[Excerpt to read]

......

Inversion-DNSBL-Generator: A Python repository from elliotwutingfeng

Inversion DNSBL (Domain Name System-based blackhole list) Generator

Generate malicious URL blocklists for DNSBL applications like pfBlockerNG or Pi-hole by scanning various public URL sources using the Safe Browsing API from Google and/or Yandex.

Report Bug · Request Feature

Table of Contents

Blocklists available for download
URL sources
Safe Browsing API vendors
Requirements
Setup instructions
Getting Started
- Download Google Safe Browsing API hashes
- Download and Identify malicious URLs from Tranco TOP1M
Other Examples
Known Issues
Disclaimer
References

Blocklists available for download

You may download the blocklists here

URL sources

Name	URL Count	Source	Description
Tranco TOP1M	1M	https://tranco-list.eu	A Research-Oriented Top Sites Ranking Hardened Against Manipulation
DomCop TOP10M	10M	https://www.domcop.com/top-10-million-domains	Top 10 million domains Based on Open PageRank data
Registrar R01	6M	https://r01.ru	Zone files for .ru .su .rf domains
CubDomain.com	196M	https://cubdomain.com	Aggregator that tracks newly registered domains daily
ICANN CZDS (Centralized Zone Data Service)	247M	https://czds.icann.org	ICANN's centralized point for interested parties to request access to Zone Files provided by participating Top Level Domain Registries
Domains Project	2.1B	https://domainsproject.org	World’s single largest Internet domains dataset
Amazon Web Services EC2	57M	https://docs.aws.amazon.com/vpc/latest/userguide/vpc-dns.html#vpc-dns-hostnames	Amazon Elastic Compute Cloud hostnames
Google Compute Engine	11M	https://www.gstatic.com/ipranges/cloud.json	Google Compute Engine
OpenINTEL.nl	6M	https://openintel.nl	Zone files for .se .nu .ee domains
Switch.ch	3.3M	https://switch.ch/open-data	Zone files for .ch .li domains
AFNIC.fr	7M	https://www.afnic.fr/en/products-and-services/fr-and-associated-services/shared-data-reuse-fr-data	Daily newly registered .fr .re .pm .tf .wf .yt domains
Internet.ee	153K	https://www.internet.ee/domains/ee-zone-file	Estonian Internet Foundation (.ee)
Internetstiftelsen	1.7M	https://zonedata.iis.se	Swedish Internet Foundation
SK-NIC.sk	400K	https://sk-nic.sk/subory/domains.txt	Domain Registry of the Slovak Republic (.sk)
Google TAG IOCs	200	https://blog.google/threat-analysis-group	Google Threat Analysis Group Indicators of Compromise
IPv4 Addresses	4.2B	0.0.0.0 - 255.255.255.255	Exhaustive list of all IPv4 addresses

Safe Browsing API vendors


Google	Yandex
Terms-of-Service	Terms-of-Service

Requirements

System (mandatory)

Linux or macOS
Python 3.10+
Multi-core x86-64 CPU; for Python Ray support
RAM: At least 32GB
SSD Storage Space: At least 700GB required to process all URL sources

Safe Browsing API Access (mandatory)

Choose at least one

URL feed access (optional)

ICANN Zone Files: Sign up for a ICANN CZDS account
Once registered, turn off email notifications in the user settings (otherwise they will send you hundreds of acknowledgement emails), then select Create New Request on the Dashboard to request for zone file access.

......

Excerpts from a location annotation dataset
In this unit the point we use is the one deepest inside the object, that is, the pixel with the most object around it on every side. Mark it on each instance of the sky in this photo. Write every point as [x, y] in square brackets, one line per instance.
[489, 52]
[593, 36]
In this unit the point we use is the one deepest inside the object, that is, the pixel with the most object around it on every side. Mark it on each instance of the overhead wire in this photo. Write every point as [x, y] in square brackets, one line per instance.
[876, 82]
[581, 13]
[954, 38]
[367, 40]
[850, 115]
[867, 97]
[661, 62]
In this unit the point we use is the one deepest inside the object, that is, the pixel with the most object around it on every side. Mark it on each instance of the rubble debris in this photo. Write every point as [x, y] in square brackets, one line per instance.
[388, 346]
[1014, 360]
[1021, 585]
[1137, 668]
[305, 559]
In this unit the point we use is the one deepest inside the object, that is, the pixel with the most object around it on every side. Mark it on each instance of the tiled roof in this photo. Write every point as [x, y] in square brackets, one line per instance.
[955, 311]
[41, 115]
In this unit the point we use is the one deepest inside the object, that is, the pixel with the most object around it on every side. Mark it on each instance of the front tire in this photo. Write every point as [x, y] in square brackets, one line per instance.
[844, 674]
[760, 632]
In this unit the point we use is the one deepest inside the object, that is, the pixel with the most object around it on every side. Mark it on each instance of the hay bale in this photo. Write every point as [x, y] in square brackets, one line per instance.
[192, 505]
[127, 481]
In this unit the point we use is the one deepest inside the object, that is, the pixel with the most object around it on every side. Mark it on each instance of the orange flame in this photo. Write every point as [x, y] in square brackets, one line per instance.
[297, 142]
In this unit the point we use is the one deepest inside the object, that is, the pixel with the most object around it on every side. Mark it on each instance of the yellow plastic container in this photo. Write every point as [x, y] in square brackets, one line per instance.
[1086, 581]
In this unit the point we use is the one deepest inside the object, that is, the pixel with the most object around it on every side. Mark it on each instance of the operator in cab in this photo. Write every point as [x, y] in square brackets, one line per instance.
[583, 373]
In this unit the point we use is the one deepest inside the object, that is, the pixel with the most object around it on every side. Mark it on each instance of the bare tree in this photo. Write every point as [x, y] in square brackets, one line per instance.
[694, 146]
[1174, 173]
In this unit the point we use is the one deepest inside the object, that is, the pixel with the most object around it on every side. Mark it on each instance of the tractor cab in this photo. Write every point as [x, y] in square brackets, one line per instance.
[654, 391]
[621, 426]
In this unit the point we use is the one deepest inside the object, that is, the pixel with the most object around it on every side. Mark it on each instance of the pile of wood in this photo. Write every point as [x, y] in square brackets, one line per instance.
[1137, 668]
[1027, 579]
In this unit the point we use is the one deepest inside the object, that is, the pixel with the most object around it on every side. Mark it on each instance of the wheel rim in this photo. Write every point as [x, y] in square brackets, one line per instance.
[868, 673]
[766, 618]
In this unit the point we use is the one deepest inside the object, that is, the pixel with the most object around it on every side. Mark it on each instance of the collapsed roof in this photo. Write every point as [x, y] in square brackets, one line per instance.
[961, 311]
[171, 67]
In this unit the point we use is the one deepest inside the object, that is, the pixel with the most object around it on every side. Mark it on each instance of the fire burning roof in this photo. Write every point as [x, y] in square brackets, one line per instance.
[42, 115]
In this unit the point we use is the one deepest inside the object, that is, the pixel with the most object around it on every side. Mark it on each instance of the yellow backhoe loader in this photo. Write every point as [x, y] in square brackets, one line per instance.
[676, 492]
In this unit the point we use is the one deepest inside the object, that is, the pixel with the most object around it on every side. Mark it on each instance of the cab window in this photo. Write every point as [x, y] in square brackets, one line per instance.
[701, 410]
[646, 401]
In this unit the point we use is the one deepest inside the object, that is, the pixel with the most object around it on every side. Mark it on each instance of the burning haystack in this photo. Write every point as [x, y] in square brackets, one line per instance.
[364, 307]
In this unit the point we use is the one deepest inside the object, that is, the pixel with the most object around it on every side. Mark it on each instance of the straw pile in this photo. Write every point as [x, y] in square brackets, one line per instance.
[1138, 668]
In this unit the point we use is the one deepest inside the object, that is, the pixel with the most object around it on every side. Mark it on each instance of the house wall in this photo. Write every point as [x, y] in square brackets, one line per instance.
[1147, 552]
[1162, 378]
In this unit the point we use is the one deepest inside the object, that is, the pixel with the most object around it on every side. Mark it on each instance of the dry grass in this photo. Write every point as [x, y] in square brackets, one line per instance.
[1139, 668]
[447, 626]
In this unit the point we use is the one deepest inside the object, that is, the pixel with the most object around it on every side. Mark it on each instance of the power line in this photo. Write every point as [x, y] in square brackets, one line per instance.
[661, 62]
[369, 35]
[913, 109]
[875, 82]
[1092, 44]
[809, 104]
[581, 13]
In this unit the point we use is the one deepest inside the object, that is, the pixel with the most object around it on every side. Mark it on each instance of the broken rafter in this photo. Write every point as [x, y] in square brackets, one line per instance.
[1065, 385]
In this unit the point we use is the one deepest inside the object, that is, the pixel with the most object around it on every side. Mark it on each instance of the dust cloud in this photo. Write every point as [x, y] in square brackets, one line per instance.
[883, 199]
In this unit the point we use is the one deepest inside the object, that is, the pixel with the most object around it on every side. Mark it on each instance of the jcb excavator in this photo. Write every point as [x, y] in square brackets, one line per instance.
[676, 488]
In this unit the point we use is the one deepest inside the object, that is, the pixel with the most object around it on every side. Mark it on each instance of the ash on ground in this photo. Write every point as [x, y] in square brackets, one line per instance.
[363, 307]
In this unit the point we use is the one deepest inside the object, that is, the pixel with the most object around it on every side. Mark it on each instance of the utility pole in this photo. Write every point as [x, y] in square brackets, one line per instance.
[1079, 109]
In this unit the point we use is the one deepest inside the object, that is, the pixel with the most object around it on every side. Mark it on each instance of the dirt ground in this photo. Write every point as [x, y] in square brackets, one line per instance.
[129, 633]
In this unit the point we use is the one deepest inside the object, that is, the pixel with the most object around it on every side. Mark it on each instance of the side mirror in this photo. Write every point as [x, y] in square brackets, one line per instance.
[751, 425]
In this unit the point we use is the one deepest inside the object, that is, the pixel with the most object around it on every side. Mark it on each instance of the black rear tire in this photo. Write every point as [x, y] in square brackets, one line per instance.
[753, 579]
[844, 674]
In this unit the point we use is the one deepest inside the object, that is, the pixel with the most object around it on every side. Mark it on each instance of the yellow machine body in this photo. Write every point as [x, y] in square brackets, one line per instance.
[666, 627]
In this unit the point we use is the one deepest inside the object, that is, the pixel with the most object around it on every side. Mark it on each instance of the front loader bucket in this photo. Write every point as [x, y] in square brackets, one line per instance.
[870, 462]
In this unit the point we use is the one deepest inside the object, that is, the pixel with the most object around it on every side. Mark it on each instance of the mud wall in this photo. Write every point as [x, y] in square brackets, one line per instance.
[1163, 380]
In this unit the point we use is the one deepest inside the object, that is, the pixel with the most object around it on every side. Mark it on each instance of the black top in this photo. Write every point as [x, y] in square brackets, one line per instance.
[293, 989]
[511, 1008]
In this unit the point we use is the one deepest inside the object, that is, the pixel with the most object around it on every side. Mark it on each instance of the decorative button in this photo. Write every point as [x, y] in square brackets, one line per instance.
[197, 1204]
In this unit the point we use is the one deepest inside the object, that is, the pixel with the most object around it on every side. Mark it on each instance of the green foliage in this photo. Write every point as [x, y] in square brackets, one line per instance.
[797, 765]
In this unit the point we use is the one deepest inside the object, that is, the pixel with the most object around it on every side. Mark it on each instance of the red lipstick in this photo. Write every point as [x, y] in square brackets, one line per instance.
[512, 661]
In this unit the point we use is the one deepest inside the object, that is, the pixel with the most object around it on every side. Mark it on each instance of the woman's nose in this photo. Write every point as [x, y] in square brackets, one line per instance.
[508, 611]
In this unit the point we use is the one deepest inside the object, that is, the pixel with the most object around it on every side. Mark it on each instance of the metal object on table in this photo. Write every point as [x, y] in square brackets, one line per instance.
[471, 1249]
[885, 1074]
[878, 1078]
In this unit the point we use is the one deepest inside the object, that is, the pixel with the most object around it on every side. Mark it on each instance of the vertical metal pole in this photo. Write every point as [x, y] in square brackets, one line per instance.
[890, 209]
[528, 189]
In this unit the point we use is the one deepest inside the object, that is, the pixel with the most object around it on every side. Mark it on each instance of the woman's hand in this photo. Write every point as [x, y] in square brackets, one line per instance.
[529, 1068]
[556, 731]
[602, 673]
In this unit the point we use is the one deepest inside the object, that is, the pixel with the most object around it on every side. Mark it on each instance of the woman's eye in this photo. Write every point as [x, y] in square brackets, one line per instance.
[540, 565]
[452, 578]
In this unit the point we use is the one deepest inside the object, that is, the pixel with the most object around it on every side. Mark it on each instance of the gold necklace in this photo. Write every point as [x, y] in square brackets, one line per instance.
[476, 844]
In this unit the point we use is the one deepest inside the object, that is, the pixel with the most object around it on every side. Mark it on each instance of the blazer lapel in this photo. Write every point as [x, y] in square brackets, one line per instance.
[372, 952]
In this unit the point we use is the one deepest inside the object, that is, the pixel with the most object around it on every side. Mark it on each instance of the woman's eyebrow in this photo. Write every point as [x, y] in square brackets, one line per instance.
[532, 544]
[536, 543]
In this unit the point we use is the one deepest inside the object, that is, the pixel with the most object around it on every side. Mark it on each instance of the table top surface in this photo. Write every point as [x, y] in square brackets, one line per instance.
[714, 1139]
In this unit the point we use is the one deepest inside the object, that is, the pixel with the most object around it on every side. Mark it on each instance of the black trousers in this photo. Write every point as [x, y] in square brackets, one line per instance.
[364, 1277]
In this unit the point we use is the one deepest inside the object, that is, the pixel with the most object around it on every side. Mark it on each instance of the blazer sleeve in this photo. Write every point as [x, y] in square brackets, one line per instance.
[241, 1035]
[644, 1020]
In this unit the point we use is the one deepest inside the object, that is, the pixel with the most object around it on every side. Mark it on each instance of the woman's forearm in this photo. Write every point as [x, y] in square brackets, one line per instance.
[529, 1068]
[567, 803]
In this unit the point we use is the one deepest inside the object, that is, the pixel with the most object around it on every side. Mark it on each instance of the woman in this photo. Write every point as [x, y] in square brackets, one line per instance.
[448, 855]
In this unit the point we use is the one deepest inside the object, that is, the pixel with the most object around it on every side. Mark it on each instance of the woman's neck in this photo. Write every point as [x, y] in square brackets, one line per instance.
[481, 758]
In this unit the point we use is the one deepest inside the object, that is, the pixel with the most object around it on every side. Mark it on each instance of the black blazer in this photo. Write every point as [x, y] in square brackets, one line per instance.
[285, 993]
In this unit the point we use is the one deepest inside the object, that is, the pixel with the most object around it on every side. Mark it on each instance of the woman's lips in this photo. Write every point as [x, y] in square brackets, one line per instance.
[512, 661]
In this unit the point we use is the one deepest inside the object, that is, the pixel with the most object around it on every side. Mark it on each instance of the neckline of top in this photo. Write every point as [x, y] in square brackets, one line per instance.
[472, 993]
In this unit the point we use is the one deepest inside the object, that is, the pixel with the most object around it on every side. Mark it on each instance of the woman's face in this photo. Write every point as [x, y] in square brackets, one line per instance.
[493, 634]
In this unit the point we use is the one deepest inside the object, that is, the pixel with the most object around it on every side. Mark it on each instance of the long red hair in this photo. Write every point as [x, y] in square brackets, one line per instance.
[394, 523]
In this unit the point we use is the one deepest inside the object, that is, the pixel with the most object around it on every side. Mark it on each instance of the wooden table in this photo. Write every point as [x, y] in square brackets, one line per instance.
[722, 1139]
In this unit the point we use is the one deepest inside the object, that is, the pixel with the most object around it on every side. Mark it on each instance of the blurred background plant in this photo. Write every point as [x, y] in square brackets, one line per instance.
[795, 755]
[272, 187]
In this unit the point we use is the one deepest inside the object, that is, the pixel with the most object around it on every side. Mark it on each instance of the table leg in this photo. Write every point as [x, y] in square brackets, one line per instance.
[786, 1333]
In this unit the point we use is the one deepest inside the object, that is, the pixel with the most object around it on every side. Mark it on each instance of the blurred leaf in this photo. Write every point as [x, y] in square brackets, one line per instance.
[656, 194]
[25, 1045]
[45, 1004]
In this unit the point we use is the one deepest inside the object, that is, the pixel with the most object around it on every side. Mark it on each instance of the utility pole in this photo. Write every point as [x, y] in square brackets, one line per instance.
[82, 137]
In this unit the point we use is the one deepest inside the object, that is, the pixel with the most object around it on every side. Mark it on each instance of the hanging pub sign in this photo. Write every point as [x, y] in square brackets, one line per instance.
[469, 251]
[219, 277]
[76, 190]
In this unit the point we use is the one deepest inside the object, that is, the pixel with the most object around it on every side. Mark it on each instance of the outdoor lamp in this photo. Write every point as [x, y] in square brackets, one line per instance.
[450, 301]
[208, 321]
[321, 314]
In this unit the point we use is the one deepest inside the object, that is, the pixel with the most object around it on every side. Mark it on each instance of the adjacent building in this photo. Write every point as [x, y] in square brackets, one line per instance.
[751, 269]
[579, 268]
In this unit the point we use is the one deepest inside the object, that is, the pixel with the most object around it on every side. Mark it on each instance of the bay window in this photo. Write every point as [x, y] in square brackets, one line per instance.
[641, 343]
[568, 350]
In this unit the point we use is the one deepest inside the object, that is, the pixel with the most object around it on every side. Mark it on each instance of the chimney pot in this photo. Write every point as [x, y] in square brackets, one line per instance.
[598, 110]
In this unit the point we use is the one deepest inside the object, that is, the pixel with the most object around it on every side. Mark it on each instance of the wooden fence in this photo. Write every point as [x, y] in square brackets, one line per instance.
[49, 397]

......

[Problems to work on]
1. What is the minimum amount of RAM that the repository page lists as a system requirement?
2. Pick out every line of the rows that contains the word "blurred", matching its case exactly.

[Answers to each task]
1. At least 32GB.

2.
In this unit the point we use is the one deepest inside the object, that is, the pixel with the most object around it on every side. Mark it on each instance of the blurred background plant in this photo. Write every point as [x, y] in square brackets, one line per instance.
In this unit the point we use is the one deepest inside the object, that is, the pixel with the most object around it on every side. Mark it on each instance of the blurred leaf in this photo. Write every point as [x, y] in square brackets, one line per instance.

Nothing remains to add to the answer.